Required task a
List every line of the records below that contains the word "distant".

Text passage
APPEAL from the Superior Court of Riverside County. Patrick F. Magers, Judge. Affirmed in part as modified and reversed in part with directions.

Jeanine G. Strong, under appointment by the Court of Appeal, for Defendant and Appellant.

Kamala D. Harris, Attorney General, Dane R. Gillette, Chief Assistant Attorney General, Gary W. Schons, Assistant Attorney General, Willaim M. Wood, A. Natasha Cortina, and Meredith S. White, Deputy Attorneys General, for Plaintiff and Respondent.

A jury found defendant and appellant, Aaron Edward Leverenz (defendant), guilty as charged of three counts of attempted seduction of a minor in violation of Penal Code section 288.2, subdivision (a), and two counts of attempted lewd and lascivious conduct with a minor in violation of Penal Code section 288, subdivision (a). The trial court suspended imposition of the sentence and placed defendant on probation for a term of three years. The charges stem from defendant's contacts in an internet chat room with a law enforcement officer posing as a 13-year-old girl.

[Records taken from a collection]
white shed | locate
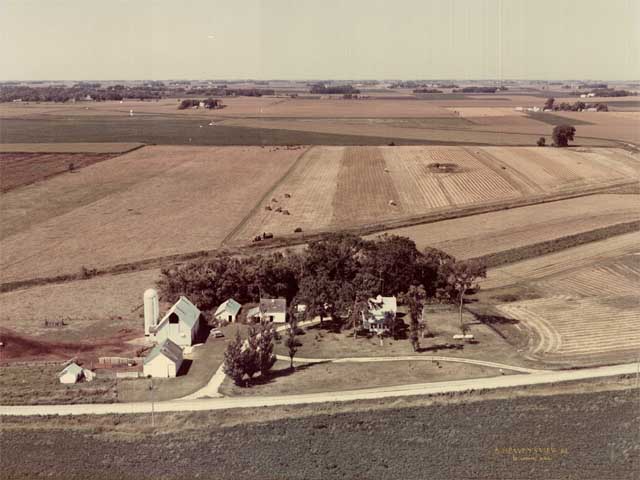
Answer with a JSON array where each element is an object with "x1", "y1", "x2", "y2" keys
[
  {"x1": 58, "y1": 362, "x2": 82, "y2": 383},
  {"x1": 142, "y1": 340, "x2": 182, "y2": 378},
  {"x1": 156, "y1": 297, "x2": 200, "y2": 347},
  {"x1": 213, "y1": 298, "x2": 242, "y2": 322}
]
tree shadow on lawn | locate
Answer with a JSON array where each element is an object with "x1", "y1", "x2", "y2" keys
[{"x1": 245, "y1": 361, "x2": 331, "y2": 388}]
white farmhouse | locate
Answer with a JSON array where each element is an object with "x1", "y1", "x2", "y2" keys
[
  {"x1": 259, "y1": 298, "x2": 287, "y2": 323},
  {"x1": 213, "y1": 298, "x2": 242, "y2": 322},
  {"x1": 142, "y1": 340, "x2": 182, "y2": 378},
  {"x1": 156, "y1": 297, "x2": 200, "y2": 347},
  {"x1": 361, "y1": 295, "x2": 398, "y2": 333},
  {"x1": 58, "y1": 362, "x2": 82, "y2": 384}
]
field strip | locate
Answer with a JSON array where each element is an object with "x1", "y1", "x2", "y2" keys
[
  {"x1": 0, "y1": 362, "x2": 638, "y2": 416},
  {"x1": 220, "y1": 147, "x2": 313, "y2": 247},
  {"x1": 276, "y1": 355, "x2": 545, "y2": 373}
]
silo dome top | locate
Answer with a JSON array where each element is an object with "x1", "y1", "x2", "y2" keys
[{"x1": 144, "y1": 288, "x2": 158, "y2": 298}]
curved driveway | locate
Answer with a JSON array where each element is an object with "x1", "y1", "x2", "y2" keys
[{"x1": 0, "y1": 363, "x2": 640, "y2": 415}]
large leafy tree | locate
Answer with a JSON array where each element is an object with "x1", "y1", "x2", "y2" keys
[{"x1": 440, "y1": 260, "x2": 487, "y2": 331}]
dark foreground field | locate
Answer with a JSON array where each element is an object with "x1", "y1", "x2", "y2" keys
[{"x1": 0, "y1": 389, "x2": 640, "y2": 480}]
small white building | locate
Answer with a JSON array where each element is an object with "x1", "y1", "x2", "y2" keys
[
  {"x1": 142, "y1": 340, "x2": 182, "y2": 378},
  {"x1": 361, "y1": 295, "x2": 398, "y2": 333},
  {"x1": 155, "y1": 297, "x2": 200, "y2": 347},
  {"x1": 58, "y1": 362, "x2": 82, "y2": 384},
  {"x1": 213, "y1": 298, "x2": 242, "y2": 322}
]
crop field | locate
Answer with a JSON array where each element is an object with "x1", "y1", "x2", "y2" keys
[
  {"x1": 0, "y1": 390, "x2": 638, "y2": 480},
  {"x1": 0, "y1": 147, "x2": 304, "y2": 282},
  {"x1": 0, "y1": 153, "x2": 120, "y2": 193},
  {"x1": 498, "y1": 294, "x2": 640, "y2": 360},
  {"x1": 481, "y1": 232, "x2": 640, "y2": 364},
  {"x1": 478, "y1": 147, "x2": 640, "y2": 193},
  {"x1": 385, "y1": 195, "x2": 640, "y2": 259},
  {"x1": 480, "y1": 232, "x2": 640, "y2": 290},
  {"x1": 235, "y1": 146, "x2": 640, "y2": 244}
]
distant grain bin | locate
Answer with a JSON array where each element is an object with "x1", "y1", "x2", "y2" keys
[{"x1": 144, "y1": 288, "x2": 160, "y2": 335}]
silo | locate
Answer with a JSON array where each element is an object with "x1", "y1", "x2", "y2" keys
[{"x1": 144, "y1": 288, "x2": 160, "y2": 335}]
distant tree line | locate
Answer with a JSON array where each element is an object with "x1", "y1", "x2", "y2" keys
[
  {"x1": 544, "y1": 98, "x2": 609, "y2": 112},
  {"x1": 453, "y1": 86, "x2": 507, "y2": 93},
  {"x1": 178, "y1": 98, "x2": 224, "y2": 110},
  {"x1": 0, "y1": 83, "x2": 165, "y2": 102},
  {"x1": 413, "y1": 88, "x2": 442, "y2": 93},
  {"x1": 309, "y1": 83, "x2": 360, "y2": 95},
  {"x1": 158, "y1": 233, "x2": 486, "y2": 328}
]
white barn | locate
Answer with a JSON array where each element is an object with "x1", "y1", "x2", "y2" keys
[
  {"x1": 142, "y1": 340, "x2": 182, "y2": 378},
  {"x1": 213, "y1": 298, "x2": 242, "y2": 322},
  {"x1": 258, "y1": 298, "x2": 287, "y2": 323},
  {"x1": 156, "y1": 297, "x2": 200, "y2": 347},
  {"x1": 58, "y1": 362, "x2": 82, "y2": 384}
]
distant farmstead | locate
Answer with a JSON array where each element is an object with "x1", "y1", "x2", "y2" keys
[
  {"x1": 58, "y1": 362, "x2": 83, "y2": 384},
  {"x1": 142, "y1": 340, "x2": 183, "y2": 378}
]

Required task b
According to the court opinion above, what was the length of the probation term the trial court gave the defendant?

Worked answer a
distant grain bin | locate
distant tree line | locate
distant farmstead | locate

Worked answer b
Three years.